* [Given task 1] According to the RFC process passage, who is currently responsible for ensuring that each RFC has been reviewed by appropriate stakeholders?
* [Given task 2] Reproduce the stretch of the RFC process passage from "Separately, there is" through "carry more weight." word for word.

* start Passage to read *

This RFC amends the RFC process and RFC template to add clarity around identifying and managing stakeholders for an RFC. It adds a “Stakeholders” section to the RFC template and clarifies possible stakeholder roles.

Motivation

Today, the Fuchsia Eng Council (FEC) is responsible for ensuring that each RFC has been reviewed by appropriate stakeholders. This centralization of responsibility has some downsides. While this relies on FEC council members' knowledge of the Fuchsia organization (an expected qualification), it lacks an externally visible artifact allowing this knowledge to be organically recorded such that others can learn this aspect of the Fuchsia project.

Separately, there is some confusion around stakeholder identification, specifically when it comes to identifying reviewers – those whose opinion and vote will carry blocking weight in the decision process – from others whose opinion is advisory. For instance, while anyone building a UI on top of Fuchsia might be affected by a graphics change, the Graphics lead's opinion will carry more weight.

By making stakeholder identification part of the RFC process, we can have an explicit discussion about who must approve an RFC, and why. This explicit stakeholder identification can help with both issues described above.

This change to the RFC process is intended to make the process easier to navigate by helping RFC authors understand which feedback is advisory and which feedback is blocking, and to provide a way to ensure that we have the right number of reviewers for each RFC, with clear guidelines on choosing them. This change also makes discussions about who the stakeholders are and their respective roles open to all, thus further leveling the playing field.

* end Passage to read *
* start Available data *

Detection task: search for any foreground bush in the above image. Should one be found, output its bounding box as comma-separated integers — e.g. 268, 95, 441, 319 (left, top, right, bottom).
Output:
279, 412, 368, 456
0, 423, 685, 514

* end Available data *

* [Expected answer 1] The Fuchsia Eng Council (FEC).

* [Expected answer 2]
Separately, there is some confusion around stakeholder identification, specifically when it comes to identifying reviewers – those whose opinion and vote will carry blocking weight in the decision process – from others whose opinion is advisory. For instance, while anyone building a UI on top of Fuchsia might be affected by a graphics change, the Graphics lead's opinion will carry more weight.